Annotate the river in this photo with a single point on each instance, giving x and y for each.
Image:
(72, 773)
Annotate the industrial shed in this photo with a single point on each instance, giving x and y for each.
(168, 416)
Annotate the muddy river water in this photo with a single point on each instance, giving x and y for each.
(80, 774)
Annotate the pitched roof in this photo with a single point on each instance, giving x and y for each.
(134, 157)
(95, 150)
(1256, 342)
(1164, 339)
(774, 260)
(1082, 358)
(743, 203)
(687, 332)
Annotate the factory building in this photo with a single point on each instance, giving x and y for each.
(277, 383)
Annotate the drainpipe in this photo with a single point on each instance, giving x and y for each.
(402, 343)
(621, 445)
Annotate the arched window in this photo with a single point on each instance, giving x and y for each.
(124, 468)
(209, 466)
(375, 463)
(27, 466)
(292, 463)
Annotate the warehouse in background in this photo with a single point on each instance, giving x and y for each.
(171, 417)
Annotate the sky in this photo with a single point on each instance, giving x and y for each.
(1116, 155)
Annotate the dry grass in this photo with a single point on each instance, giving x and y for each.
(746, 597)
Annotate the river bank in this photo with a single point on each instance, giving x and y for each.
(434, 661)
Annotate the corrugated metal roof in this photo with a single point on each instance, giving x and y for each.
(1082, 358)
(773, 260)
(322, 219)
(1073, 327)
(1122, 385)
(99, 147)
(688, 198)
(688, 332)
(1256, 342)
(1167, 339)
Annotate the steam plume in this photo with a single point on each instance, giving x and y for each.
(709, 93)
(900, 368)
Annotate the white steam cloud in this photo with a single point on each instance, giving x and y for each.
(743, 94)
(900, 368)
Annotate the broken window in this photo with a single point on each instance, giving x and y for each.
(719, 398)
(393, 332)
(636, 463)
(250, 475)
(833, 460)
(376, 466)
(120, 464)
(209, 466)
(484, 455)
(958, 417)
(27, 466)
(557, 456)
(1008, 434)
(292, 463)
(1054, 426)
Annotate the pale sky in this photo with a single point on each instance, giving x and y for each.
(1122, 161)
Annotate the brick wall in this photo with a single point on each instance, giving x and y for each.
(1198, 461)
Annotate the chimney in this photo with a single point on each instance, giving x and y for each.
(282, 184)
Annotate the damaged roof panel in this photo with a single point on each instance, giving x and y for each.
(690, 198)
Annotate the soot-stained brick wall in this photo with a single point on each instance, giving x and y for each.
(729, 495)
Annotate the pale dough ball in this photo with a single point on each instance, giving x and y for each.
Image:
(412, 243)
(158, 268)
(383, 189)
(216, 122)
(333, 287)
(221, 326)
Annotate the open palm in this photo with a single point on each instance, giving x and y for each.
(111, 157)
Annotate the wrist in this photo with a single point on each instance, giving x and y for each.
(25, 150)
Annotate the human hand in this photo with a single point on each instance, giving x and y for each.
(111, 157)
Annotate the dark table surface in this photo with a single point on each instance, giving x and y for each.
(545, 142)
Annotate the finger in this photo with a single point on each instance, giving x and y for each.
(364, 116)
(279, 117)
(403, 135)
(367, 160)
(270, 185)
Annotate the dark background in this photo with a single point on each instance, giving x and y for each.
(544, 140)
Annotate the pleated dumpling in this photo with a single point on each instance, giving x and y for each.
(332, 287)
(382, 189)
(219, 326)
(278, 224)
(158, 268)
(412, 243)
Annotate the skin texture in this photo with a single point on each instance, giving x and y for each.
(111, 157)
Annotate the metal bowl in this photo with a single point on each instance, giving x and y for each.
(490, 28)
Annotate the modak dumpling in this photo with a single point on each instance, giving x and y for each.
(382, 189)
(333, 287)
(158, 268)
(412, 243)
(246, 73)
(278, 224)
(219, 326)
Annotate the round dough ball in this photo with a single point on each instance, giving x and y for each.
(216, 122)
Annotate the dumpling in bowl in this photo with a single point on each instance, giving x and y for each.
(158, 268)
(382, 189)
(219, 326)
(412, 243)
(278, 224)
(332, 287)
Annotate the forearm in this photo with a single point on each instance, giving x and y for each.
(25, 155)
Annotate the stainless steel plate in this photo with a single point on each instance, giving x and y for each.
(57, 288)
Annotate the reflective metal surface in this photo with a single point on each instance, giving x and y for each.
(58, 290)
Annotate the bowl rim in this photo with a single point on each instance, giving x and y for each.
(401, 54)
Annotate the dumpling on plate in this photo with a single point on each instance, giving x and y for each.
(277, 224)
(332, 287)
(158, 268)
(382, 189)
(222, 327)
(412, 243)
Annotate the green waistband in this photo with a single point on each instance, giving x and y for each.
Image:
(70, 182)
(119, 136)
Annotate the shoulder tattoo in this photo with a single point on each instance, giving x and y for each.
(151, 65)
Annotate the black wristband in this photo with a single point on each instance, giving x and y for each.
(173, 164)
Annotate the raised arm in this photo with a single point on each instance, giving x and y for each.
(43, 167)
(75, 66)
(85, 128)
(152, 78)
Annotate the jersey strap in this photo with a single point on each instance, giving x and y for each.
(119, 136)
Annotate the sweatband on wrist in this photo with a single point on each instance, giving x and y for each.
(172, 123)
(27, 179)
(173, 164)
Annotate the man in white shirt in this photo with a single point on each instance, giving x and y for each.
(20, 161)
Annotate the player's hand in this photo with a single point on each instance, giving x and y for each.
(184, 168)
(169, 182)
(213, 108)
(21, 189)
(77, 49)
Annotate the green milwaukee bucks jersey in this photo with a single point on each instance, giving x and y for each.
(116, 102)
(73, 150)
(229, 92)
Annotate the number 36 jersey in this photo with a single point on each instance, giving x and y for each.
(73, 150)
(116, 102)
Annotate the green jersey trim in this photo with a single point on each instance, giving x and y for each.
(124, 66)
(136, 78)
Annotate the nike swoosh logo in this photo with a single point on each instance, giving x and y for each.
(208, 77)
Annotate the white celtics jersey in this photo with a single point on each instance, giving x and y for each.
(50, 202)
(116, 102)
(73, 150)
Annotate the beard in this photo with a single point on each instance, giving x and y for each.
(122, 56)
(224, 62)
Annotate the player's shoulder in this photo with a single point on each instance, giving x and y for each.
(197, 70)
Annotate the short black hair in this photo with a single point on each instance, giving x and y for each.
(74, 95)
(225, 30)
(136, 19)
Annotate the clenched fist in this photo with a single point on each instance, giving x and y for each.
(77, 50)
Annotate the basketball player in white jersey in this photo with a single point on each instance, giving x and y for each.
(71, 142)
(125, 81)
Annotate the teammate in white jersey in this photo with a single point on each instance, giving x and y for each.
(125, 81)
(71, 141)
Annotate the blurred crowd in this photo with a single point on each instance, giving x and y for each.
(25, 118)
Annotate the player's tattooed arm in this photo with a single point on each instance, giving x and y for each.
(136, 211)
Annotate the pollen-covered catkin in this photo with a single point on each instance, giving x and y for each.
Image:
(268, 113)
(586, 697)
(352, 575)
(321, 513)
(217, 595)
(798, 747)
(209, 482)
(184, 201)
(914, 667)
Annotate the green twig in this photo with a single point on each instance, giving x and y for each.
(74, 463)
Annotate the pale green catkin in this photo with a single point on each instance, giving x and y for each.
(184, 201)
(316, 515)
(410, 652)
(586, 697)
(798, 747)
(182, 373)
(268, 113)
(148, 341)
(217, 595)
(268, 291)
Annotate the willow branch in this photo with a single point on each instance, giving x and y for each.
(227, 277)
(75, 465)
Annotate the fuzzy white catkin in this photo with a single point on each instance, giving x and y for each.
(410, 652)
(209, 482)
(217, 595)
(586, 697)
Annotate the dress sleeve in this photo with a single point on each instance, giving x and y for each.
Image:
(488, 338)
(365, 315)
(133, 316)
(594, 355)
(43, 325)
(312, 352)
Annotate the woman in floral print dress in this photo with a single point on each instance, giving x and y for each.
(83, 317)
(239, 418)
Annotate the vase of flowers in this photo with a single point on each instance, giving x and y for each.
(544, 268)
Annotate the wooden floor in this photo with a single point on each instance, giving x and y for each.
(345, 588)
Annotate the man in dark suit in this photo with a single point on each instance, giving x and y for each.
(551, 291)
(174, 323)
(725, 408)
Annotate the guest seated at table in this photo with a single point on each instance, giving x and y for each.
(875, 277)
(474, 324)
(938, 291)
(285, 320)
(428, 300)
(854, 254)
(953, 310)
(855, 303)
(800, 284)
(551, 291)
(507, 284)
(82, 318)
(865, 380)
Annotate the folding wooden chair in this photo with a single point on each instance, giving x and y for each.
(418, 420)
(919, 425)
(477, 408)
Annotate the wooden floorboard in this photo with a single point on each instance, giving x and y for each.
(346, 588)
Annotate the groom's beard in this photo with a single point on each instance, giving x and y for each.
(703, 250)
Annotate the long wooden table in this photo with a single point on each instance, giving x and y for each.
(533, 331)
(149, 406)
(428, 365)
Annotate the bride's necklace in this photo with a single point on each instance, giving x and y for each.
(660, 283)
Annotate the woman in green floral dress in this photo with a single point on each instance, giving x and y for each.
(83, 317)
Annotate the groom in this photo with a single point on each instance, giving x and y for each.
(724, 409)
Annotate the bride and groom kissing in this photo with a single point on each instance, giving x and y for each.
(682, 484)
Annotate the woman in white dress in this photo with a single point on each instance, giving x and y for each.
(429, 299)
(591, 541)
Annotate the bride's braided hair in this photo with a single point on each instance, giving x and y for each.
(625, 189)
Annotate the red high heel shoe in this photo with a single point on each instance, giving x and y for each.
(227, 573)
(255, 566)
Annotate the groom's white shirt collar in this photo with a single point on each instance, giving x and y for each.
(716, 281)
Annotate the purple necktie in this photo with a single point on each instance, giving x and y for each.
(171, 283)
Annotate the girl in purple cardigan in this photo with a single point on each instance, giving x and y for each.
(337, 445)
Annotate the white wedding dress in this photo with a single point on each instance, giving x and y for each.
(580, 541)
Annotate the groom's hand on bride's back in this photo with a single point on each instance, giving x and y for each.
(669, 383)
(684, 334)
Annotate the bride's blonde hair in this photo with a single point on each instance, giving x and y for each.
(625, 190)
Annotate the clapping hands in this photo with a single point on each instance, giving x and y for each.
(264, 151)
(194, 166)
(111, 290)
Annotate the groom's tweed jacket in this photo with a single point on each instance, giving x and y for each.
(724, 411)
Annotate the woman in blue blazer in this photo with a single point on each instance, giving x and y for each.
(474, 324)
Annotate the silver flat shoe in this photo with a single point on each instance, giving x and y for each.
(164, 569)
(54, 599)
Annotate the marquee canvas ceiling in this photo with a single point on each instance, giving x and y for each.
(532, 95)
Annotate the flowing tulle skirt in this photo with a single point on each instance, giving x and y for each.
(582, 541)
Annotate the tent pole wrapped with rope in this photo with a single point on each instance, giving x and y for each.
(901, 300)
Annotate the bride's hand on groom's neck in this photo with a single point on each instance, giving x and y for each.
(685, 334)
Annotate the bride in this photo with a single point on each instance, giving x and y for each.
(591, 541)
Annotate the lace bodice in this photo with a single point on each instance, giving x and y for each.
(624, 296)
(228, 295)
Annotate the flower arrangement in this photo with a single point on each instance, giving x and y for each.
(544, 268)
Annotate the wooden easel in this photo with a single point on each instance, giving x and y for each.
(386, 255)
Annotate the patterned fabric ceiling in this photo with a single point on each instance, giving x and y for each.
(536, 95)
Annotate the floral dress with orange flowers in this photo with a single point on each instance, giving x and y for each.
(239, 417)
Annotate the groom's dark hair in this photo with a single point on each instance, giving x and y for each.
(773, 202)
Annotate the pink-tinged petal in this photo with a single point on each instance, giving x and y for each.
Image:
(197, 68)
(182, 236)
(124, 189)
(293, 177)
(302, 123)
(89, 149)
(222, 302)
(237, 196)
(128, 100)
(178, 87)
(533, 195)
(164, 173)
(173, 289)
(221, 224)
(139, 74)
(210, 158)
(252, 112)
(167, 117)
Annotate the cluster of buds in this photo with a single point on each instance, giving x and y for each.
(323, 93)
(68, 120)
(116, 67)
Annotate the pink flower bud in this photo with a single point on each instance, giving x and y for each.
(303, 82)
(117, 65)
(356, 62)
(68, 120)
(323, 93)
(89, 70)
********
STATED TASK »
Rewrite the lines starting at the one containing "Annotate the cluster" and ending at the last line above, swapping "instance" for "occurrence" and leaving everything else unchanged.

ANSWER FOR THE TASK »
Annotate the cluster of buds in this photo with a single point on each occurrence, giving x and y for each.
(323, 93)
(68, 120)
(116, 67)
Annotate the pink flower bud in this photo with a single point on each occurrence, giving x and y for each.
(303, 82)
(117, 65)
(356, 62)
(68, 120)
(323, 93)
(89, 70)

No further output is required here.